* TASK TO COMPLETE: In full and without deviation, write out the entries that follow.

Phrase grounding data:
=== Section Start ===

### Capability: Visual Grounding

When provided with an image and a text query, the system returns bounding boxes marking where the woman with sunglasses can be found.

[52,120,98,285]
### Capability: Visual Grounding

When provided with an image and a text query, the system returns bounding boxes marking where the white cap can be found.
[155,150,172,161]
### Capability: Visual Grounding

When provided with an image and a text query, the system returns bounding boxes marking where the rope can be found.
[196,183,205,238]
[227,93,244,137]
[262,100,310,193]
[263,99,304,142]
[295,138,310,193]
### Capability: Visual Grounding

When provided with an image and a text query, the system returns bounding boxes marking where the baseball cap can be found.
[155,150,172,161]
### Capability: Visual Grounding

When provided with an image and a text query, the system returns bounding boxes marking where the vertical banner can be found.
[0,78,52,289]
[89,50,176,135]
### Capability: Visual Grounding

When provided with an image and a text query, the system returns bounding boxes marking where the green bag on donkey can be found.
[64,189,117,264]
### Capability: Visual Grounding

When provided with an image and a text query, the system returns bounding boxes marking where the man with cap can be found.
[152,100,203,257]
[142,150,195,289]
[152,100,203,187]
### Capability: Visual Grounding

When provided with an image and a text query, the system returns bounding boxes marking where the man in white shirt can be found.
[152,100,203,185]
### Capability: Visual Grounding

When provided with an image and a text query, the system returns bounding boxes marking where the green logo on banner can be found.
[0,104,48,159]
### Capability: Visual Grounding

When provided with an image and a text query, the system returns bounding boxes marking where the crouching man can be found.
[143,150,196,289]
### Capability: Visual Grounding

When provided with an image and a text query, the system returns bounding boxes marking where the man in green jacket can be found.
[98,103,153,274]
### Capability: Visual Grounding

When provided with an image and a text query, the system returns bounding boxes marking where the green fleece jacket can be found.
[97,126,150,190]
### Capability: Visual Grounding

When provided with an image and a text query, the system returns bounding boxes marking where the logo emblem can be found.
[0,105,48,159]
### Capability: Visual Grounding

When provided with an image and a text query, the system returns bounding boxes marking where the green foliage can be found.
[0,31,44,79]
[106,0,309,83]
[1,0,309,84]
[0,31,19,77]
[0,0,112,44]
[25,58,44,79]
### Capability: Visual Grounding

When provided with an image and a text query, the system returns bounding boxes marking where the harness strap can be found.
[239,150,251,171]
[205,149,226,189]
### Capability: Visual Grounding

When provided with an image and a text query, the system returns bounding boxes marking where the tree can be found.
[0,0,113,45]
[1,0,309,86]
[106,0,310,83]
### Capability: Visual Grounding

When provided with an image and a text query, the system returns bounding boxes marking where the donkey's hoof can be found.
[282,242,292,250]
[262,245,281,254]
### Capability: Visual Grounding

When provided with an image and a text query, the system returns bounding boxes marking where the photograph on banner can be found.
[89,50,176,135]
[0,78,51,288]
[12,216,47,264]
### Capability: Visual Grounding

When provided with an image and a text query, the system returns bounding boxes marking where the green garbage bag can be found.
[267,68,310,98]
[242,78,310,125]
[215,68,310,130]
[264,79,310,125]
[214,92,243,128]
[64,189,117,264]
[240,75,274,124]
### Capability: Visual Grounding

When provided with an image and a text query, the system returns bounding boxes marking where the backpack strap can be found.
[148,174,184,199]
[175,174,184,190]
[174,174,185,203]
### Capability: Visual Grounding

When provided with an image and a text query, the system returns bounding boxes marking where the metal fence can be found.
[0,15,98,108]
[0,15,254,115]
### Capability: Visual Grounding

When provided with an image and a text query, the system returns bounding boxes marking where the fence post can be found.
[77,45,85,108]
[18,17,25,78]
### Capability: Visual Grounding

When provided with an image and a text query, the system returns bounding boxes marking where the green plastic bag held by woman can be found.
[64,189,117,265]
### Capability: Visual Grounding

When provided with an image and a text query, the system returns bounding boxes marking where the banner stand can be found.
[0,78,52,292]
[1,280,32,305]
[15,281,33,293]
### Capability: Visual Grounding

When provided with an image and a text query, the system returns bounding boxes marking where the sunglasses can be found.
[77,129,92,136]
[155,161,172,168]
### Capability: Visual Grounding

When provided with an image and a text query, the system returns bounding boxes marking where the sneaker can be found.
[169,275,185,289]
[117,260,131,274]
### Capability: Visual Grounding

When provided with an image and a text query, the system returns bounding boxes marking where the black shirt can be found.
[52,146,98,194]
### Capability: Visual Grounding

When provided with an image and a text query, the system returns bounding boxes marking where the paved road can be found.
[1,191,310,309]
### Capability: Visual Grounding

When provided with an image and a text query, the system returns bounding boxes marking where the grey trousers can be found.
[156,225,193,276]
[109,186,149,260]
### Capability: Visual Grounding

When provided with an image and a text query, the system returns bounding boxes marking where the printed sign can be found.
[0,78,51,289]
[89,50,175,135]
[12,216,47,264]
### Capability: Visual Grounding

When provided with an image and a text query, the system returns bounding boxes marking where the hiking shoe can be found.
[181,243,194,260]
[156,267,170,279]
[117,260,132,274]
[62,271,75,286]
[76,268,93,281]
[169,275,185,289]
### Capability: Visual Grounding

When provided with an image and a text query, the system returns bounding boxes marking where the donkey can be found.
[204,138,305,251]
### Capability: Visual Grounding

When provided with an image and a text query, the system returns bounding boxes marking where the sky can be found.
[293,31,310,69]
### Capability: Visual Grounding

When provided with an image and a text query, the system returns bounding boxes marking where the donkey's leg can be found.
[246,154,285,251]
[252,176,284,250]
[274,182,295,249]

=== Section End ===

* ANSWER BELOW:
### Capability: Visual Grounding

When provided with an image and a text query, the system returns bounding boxes marking where the woman with sunglasses can be found.

[52,120,98,285]
### Capability: Visual Grounding

When provided with an image and a text query, the system returns bounding boxes marking where the white cap can be found.
[155,150,172,161]
### Capability: Visual Grounding

When provided with an image and a text query, the system returns bounding boxes marking where the rope can be found.
[196,183,205,238]
[227,93,244,137]
[262,100,310,193]
[263,99,304,142]
[295,138,310,193]
### Capability: Visual Grounding

When provided with an image and a text query, the system returns bounding boxes marking where the baseball cap can be found.
[155,150,172,161]
### Capability: Visual Grounding

When provided with an image and a text query, the system returns bounding boxes marking where the vertical banner can be found.
[0,78,52,289]
[89,50,176,135]
### Capability: Visual Grounding

When provided with an image and a text query, the system returns bounding boxes marking where the green bag on donkey can be found.
[64,189,117,264]
### Capability: Visual Grounding

When provided with an image and a text query, the system returns bounding boxes marking where the man with cap can be found.
[152,100,203,257]
[142,150,195,289]
[152,100,203,187]
### Capability: Visual Grounding

When provided with an image and a text query, the system returns bounding boxes marking where the man in white shirt can be found.
[152,100,203,185]
### Capability: Visual Grounding

When provided with an image and a text query, the system returns bounding boxes marking where the green logo on banner can be found.
[0,104,48,159]
### Capability: Visual Grounding

When provided with an image and a text query, the system returns bounding boxes marking where the crouching man can be found.
[143,150,196,289]
### Capability: Visual Grounding

When provided with an image and a text query, the system returns bounding boxes marking where the man in green jacket can be found.
[98,103,153,274]
### Capability: Visual Grounding

When provided with an image and a text query, the system returns bounding boxes marking where the green fleece jacket can be found.
[97,126,150,190]
### Capability: Visual Grounding

When provided with an image and a text query, the system returns bounding boxes marking where the logo emblem can be found.
[0,105,48,159]
### Capability: Visual Grounding

When provided with an image and a text query, the system returns bounding boxes marking where the green foliage can be found.
[0,31,44,79]
[106,0,309,83]
[1,0,309,84]
[0,31,19,77]
[0,0,112,44]
[25,58,44,79]
### Capability: Visual Grounding

When provided with an image and a text query, the system returns bounding boxes marking where the harness strap can be found.
[239,150,251,171]
[205,149,226,189]
### Capability: Visual Grounding

When provided with an image and a text query, the system returns bounding boxes marking where the tree can be found.
[0,0,113,45]
[1,0,309,86]
[106,0,310,83]
### Capability: Visual Grounding

When provided with an image and a text query, the system returns bounding boxes marking where the donkey's hoof can be found.
[282,242,292,250]
[262,245,281,254]
### Capability: Visual Grounding

When provided with an image and a text query, the system returns bounding boxes marking where the photograph on banner can be found.
[89,50,176,135]
[0,78,51,288]
[12,216,47,264]
### Capability: Visual Grounding

When provided with an image and a text query, the system returns bounding boxes marking where the green garbage bag can be found.
[267,68,310,98]
[242,78,310,125]
[215,68,310,130]
[264,79,310,125]
[214,92,243,128]
[64,189,117,264]
[240,75,274,124]
### Capability: Visual Grounding

When provided with an image and a text query, the system returns bounding boxes marking where the backpack strap can be found.
[148,174,184,199]
[175,174,184,190]
[174,174,185,203]
### Capability: Visual Grounding

When provided with an image and a text query, the system returns bounding boxes marking where the metal fence can be found.
[0,15,98,108]
[0,15,254,115]
### Capability: Visual Grounding

When provided with an image and a text query, the system returns bounding boxes marking where the fence post can be found.
[77,45,85,108]
[18,17,25,78]
### Capability: Visual Grounding

When provided with an image and a text query, the system returns bounding boxes marking where the green plastic bag held by woman can be found.
[64,189,117,265]
### Capability: Visual Grounding

When provided with an image and a text query, the system returns bounding boxes marking where the banner stand can be found.
[0,78,52,292]
[1,280,32,305]
[15,281,33,293]
### Capability: Visual Grounding

When provided with an image and a text query, the system returns bounding boxes marking where the sunglasses can be found.
[77,129,92,136]
[155,161,172,168]
### Capability: Visual Grounding

When provided with an image and a text query, the system returns bounding boxes marking where the sneaker can be found.
[169,275,185,289]
[117,260,131,274]
### Capability: Visual Grounding

When provided with an image and a text query, the system returns bounding boxes marking where the black shirt can be found.
[52,146,98,194]
### Capability: Visual Grounding

When provided with an image and a text query, the system returns bounding boxes marking where the paved road can be found.
[1,191,310,309]
### Capability: Visual Grounding

When provided with an image and a text query, the system returns bounding boxes marking where the grey trousers can be found.
[156,225,193,276]
[109,186,149,260]
### Capability: Visual Grounding

When provided with an image and a text query, the system returns bounding boxes marking where the printed sign can be found.
[0,78,51,289]
[89,50,175,135]
[12,216,47,264]
### Capability: Visual Grounding

When provided with an image and a text query, the system returns bounding boxes marking where the hiking shoe can be found.
[181,243,194,260]
[156,267,170,279]
[117,260,132,274]
[62,271,75,286]
[76,268,93,281]
[169,275,185,289]
### Capability: Visual Grounding

When provided with an image and a text query, the system returns bounding boxes marking where the donkey can be found.
[204,138,305,251]
### Capability: Visual Grounding

When provided with an image and a text query, the system returns bounding boxes marking where the sky can be found.
[293,31,310,69]
### Capability: Visual Grounding

When provided with an image and a text query, the system returns bounding boxes marking where the donkey's leg can be found.
[246,154,285,251]
[252,176,284,250]
[274,182,295,249]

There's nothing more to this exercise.